> **Problem requirements**
In the film list below, which actor plays Richard in What Richard Did?

> **Selected passage**
* Begin *

There were a handful of films I was eager to see this year but missed; Sightseers, Monsieur Lazhar, The Perks of Being a Wallflower, Seven Psychopaths and Silver Linings Playbook. Due to my continued transatlantic travelling, my list is assembled of films released in Ireland or the US anywhere from 2011-2013, and films such as Django Unchained, Les Misérables and Wreck-It Ralph remain viewing for next year’s list.

French wheelchairs!

Films that nearly made the grade this year include Le Havre, Coriolanus, The Dark Knight Rises, Ted, Moonrise Kingdom, Killer Joe, The Kid With a Bike and Laurence Anyways. These and many others remain worthy viewing. But the following should all be seen and appreciated; they are my top 20 of 2012.

20. The Grey

Featuring an immensely committed, world-weary performance by Liam Neeson, what should have been a standard action/horror about plane crash survivors fending off a wolf pack turned out to be a treatise on the nature of faith and the human will to survive. With characterisation of a quality far beyond what this story called and some truly tense adventuring, The Grey hit harder than Liam Neeson punching a wolf in the face.

19. What Richard Did

It’s easy to forget some times that I am actually Irish; I know I often do. And despite my role in promoting film culture in Ireland, few Irish critics are harsher to Irish filmmakers when they drop the ball than I am. But when they get it right, they can get it so very right. Lenny Abrahamson’s What Richard Did, based on a true story about an accidental killing by privileged schoolboys of one of their own, delved deep into the issues of when uncontrollable testosterone and youthful arrogance collide. Beautifully capturing the light grey tones of Dublin city, What Richard Did is at its best tracking the distress of Richard (notable newcomer Jack Reynor) through intense, unrelenting camera movements.

18. Anna Karenina

As much an exercise in cinematic stagecraft as an adaptation of Tolstoy’s romantic novel, Joe Wright brought out all the visual big guns to set his film apart from its forebears. Theatres become palaces and diamonds become more emotive than the faces of the actors wearing them in this ultra-stylised drama. Keira Knightley gives it her best in the lead role, but it is the supporting players, most notably Jude Law and Domhnall Gleeson, who really steal the show, along with Tom Stoppard’s oft-inventive screenplay. Nothing else this year looked quite like it.

* End *

> **Entries shown**
* Begin *

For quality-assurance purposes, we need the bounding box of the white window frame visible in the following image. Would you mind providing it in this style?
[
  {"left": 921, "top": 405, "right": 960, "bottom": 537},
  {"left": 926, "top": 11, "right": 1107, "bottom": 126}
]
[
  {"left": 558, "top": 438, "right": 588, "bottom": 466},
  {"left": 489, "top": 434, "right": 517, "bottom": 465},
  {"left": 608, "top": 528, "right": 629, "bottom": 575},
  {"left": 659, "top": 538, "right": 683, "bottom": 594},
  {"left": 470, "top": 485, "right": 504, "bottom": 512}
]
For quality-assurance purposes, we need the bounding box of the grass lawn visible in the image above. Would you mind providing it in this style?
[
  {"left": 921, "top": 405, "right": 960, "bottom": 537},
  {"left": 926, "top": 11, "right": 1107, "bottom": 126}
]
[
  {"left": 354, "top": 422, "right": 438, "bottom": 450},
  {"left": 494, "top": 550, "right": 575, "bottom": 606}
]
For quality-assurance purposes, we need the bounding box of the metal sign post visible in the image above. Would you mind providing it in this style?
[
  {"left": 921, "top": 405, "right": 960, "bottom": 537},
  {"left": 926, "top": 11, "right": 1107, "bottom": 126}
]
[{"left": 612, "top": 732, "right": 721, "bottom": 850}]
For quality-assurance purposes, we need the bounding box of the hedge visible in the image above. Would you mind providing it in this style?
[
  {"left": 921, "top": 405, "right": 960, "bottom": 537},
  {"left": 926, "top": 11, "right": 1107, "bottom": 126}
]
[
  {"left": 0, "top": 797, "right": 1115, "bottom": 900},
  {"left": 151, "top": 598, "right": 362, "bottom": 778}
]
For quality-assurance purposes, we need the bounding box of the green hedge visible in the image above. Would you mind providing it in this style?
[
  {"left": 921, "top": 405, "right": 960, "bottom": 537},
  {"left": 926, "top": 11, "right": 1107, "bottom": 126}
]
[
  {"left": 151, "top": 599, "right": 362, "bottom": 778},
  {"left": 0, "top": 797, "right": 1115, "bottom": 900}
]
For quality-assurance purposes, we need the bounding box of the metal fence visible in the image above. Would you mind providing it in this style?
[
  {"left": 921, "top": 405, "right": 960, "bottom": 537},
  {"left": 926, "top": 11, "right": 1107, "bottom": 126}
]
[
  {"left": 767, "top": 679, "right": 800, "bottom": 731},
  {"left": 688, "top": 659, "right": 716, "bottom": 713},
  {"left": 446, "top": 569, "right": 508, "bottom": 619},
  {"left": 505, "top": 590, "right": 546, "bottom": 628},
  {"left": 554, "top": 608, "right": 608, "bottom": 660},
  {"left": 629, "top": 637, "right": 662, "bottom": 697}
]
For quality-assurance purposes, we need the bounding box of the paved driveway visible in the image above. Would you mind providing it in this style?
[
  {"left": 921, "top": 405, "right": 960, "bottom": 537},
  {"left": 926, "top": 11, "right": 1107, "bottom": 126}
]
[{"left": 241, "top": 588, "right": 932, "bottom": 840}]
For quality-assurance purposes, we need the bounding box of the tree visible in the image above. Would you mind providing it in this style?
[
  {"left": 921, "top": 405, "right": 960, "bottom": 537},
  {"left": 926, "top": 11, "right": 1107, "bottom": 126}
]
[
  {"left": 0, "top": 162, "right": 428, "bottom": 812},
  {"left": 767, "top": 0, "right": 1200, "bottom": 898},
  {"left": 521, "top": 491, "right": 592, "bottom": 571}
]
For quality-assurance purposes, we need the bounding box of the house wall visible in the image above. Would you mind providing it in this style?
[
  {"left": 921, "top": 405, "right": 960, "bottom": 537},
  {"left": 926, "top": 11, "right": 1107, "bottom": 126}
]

* End *

> **Written response**
Jack Reynor